* _Text to read_:
━━━━━━━━━━━━━━━━━━━━━━━━━━━━━━

It is rare, but at times one recognizes a well-made film, beautifully- acted, a tale resonating with verisimilitude but fails to entice, engross or fully entertain ; “Farewell, My Queen” falls into this category.

July 14, 1789, Versailles, France; King Louis XVI, and Queen Marie Antoinette are about to meet their historical fates; the imminent bombarding of the Bastille; luxury interspersed with mewing, starving locals; torrid tension between masters and servants; the stage is set for final farewells. Director Benoit Jacquot’s focus is on three women with colossal complexities: Marie Antoinette (faceted, sensitive performance by Diane Kruger) spoiled, sculpted by her title and jewels, agonizing and positively fearful of the demise of her greatest passion, “Gabrielle de Polignac” (blandly, beautiful Virginie Ledoyen);  “Sidonie Laborde” lady-in-waiting, the Queen’s reader (forceful, intriguing performance by Lea Seydoux), her love and devotion for the Queen (largely unreciprocated, but positively expected) dangerously flirts with the destructive; she is intelligent but defined and refined by her idolatrous,  royal obsession. Seydoux grasps the crux of Laborde and never relinquishes her custody of the role.

━━━━━━━━━━━━━━━━━━━━━━━━━━━━━━

* _Records provided_:
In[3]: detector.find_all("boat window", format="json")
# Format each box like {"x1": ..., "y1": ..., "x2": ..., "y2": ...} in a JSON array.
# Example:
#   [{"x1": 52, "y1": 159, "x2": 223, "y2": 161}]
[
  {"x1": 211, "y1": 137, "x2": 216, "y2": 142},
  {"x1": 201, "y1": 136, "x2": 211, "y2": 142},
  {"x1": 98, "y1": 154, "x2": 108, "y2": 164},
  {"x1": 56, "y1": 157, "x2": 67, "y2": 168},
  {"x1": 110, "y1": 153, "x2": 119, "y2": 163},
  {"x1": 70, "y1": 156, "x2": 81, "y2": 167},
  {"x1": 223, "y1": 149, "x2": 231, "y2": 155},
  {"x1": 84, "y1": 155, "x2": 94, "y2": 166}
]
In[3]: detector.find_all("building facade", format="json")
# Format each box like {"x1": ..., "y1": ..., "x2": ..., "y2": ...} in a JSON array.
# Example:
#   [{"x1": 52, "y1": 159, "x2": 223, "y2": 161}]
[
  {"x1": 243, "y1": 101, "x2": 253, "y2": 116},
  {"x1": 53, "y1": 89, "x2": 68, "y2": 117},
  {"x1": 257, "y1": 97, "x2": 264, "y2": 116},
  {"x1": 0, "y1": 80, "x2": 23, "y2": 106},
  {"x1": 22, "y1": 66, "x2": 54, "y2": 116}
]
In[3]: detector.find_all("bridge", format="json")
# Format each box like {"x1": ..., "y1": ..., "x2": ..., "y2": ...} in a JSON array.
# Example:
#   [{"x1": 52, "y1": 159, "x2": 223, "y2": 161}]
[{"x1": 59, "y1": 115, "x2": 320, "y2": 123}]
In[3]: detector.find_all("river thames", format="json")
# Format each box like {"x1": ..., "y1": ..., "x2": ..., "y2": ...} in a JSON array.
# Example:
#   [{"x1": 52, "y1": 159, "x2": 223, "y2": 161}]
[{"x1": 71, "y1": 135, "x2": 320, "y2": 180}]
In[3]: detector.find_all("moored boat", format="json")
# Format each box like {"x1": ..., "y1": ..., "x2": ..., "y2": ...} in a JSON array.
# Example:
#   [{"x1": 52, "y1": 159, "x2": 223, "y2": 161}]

━━━━━━━━━━━━━━━━━━━━━━━━━━━━━━

* _Task requirements_:
- A) Translate this sentence from the film review into French: "Seydoux grasps the crux of Laborde and never relinquishes her custody of the role."
- B) Swap "detector" for "locator" at every occurrence in the entries, and reproduce them with nothing else altered.

* _Answer list_:
- A) Seydoux saisit l'essence de Laborde et ne renonce jamais à son emprise sur le rôle.

- B)
In[3]: locator.find_all("boat window", format="json")
# Format each box like {"x1": ..., "y1": ..., "x2": ..., "y2": ...} in a JSON array.
# Example:
#   [{"x1": 52, "y1": 159, "x2": 223, "y2": 161}]
[
  {"x1": 211, "y1": 137, "x2": 216, "y2": 142},
  {"x1": 201, "y1": 136, "x2": 211, "y2": 142},
  {"x1": 98, "y1": 154, "x2": 108, "y2": 164},
  {"x1": 56, "y1": 157, "x2": 67, "y2": 168},
  {"x1": 110, "y1": 153, "x2": 119, "y2": 163},
  {"x1": 70, "y1": 156, "x2": 81, "y2": 167},
  {"x1": 223, "y1": 149, "x2": 231, "y2": 155},
  {"x1": 84, "y1": 155, "x2": 94, "y2": 166}
]
In[3]: locator.find_all("building facade", format="json")
# Format each box like {"x1": ..., "y1": ..., "x2": ..., "y2": ...} in a JSON array.
# Example:
#   [{"x1": 52, "y1": 159, "x2": 223, "y2": 161}]
[
  {"x1": 243, "y1": 101, "x2": 253, "y2": 116},
  {"x1": 53, "y1": 89, "x2": 68, "y2": 117},
  {"x1": 257, "y1": 97, "x2": 264, "y2": 116},
  {"x1": 0, "y1": 80, "x2": 23, "y2": 106},
  {"x1": 22, "y1": 66, "x2": 54, "y2": 116}
]
In[3]: locator.find_all("bridge", format="json")
# Format each box like {"x1": ..., "y1": ..., "x2": ..., "y2": ...} in a JSON array.
# Example:
#   [{"x1": 52, "y1": 159, "x2": 223, "y2": 161}]
[{"x1": 59, "y1": 115, "x2": 320, "y2": 123}]
In[3]: locator.find_all("river thames", format="json")
# Format each box like {"x1": ..., "y1": ..., "x2": ..., "y2": ...} in a JSON array.
# Example:
#   [{"x1": 52, "y1": 159, "x2": 223, "y2": 161}]
[{"x1": 71, "y1": 135, "x2": 320, "y2": 180}]
In[3]: locator.find_all("moored boat", format="json")
# Format each box like {"x1": ..., "y1": ..., "x2": ..., "y2": ...} in a JSON array.
# Example:
#   [{"x1": 52, "y1": 159, "x2": 223, "y2": 161}]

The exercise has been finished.